## TASK DETAILS
Write out every one of the lines below as a JSON list of strings, one string per line, and leave out any blank lines.

## AVAILABLE DATA
^^^^
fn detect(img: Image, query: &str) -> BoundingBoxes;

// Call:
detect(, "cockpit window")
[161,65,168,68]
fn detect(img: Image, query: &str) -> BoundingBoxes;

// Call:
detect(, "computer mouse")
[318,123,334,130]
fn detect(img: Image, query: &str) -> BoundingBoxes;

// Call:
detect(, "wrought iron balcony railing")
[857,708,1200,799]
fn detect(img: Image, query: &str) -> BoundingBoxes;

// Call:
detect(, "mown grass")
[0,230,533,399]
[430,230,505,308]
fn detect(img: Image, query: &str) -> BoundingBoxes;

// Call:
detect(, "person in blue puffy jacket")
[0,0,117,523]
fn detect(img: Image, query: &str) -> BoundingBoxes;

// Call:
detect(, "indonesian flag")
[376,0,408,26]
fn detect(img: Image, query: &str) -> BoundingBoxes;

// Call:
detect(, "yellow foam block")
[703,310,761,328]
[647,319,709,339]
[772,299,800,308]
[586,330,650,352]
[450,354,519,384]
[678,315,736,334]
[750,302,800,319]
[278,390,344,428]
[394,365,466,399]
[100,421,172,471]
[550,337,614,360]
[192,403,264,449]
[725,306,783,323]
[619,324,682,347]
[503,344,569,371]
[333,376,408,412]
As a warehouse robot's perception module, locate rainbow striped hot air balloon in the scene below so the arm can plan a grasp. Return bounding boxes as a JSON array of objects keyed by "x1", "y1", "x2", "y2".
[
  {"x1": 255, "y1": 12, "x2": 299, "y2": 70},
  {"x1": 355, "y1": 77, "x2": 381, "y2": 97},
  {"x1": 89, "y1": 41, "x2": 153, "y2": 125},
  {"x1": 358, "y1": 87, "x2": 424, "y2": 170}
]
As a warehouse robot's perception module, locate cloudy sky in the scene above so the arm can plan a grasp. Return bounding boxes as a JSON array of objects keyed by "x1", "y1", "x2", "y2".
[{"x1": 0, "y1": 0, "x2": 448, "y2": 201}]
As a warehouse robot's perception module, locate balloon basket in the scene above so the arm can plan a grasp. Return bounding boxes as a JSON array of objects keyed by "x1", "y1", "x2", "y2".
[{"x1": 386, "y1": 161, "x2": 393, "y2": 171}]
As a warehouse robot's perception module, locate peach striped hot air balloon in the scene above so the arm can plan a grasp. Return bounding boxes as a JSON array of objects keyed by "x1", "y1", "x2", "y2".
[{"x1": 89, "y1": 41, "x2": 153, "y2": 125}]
^^^^
## SOLUTION TO THE PROBLEM
[
  "fn detect(img: Image, query: &str) -> BoundingBoxes;",
  "// Call:",
  "detect(, \"cockpit window\")",
  "[161,65,168,68]",
  "fn detect(img: Image, query: &str) -> BoundingBoxes;",
  "// Call:",
  "detect(, \"computer mouse\")",
  "[318,123,334,130]",
  "fn detect(img: Image, query: &str) -> BoundingBoxes;",
  "// Call:",
  "detect(, \"wrought iron balcony railing\")",
  "[857,708,1200,799]",
  "fn detect(img: Image, query: &str) -> BoundingBoxes;",
  "// Call:",
  "detect(, \"mown grass\")",
  "[0,230,533,399]",
  "[430,230,505,308]",
  "fn detect(img: Image, query: &str) -> BoundingBoxes;",
  "// Call:",
  "detect(, \"person in blue puffy jacket\")",
  "[0,0,117,523]",
  "fn detect(img: Image, query: &str) -> BoundingBoxes;",
  "// Call:",
  "detect(, \"indonesian flag\")",
  "[376,0,408,26]",
  "fn detect(img: Image, query: &str) -> BoundingBoxes;",
  "// Call:",
  "detect(, \"yellow foam block\")",
  "[703,310,761,328]",
  "[647,319,709,339]",
  "[772,299,800,308]",
  "[586,330,650,352]",
  "[450,354,519,384]",
  "[678,315,736,334]",
  "[750,302,800,319]",
  "[278,390,344,428]",
  "[394,365,466,399]",
  "[100,421,172,471]",
  "[550,337,614,360]",
  "[192,403,264,449]",
  "[725,306,783,323]",
  "[619,324,682,347]",
  "[503,344,569,371]",
  "[333,376,408,412]",
  "As a warehouse robot's perception module, locate rainbow striped hot air balloon in the scene below so the arm can plan a grasp. Return bounding boxes as a JSON array of objects keyed by \"x1\", \"y1\", \"x2\", \"y2\".",
  "[",
  "  {\"x1\": 255, \"y1\": 12, \"x2\": 299, \"y2\": 70},",
  "  {\"x1\": 355, \"y1\": 77, \"x2\": 381, \"y2\": 97},",
  "  {\"x1\": 89, \"y1\": 41, \"x2\": 153, \"y2\": 125},",
  "  {\"x1\": 358, \"y1\": 87, \"x2\": 424, \"y2\": 170}",
  "]",
  "As a warehouse robot's perception module, locate cloudy sky in the scene above so the arm can plan a grasp. Return bounding boxes as a JSON array of objects keyed by \"x1\", \"y1\", \"x2\", \"y2\".",
  "[{\"x1\": 0, \"y1\": 0, \"x2\": 448, \"y2\": 201}]",
  "As a warehouse robot's perception module, locate balloon basket in the scene above so the arm can plan a grasp. Return bounding boxes as a JSON array of objects keyed by \"x1\", \"y1\", \"x2\", \"y2\".",
  "[{\"x1\": 386, \"y1\": 161, \"x2\": 393, \"y2\": 171}]",
  "As a warehouse robot's perception module, locate peach striped hot air balloon in the scene above so the arm can plan a grasp. Return bounding boxes as a JSON array of objects keyed by \"x1\", \"y1\", \"x2\", \"y2\".",
  "[{\"x1\": 89, \"y1\": 41, \"x2\": 153, \"y2\": 125}]"
]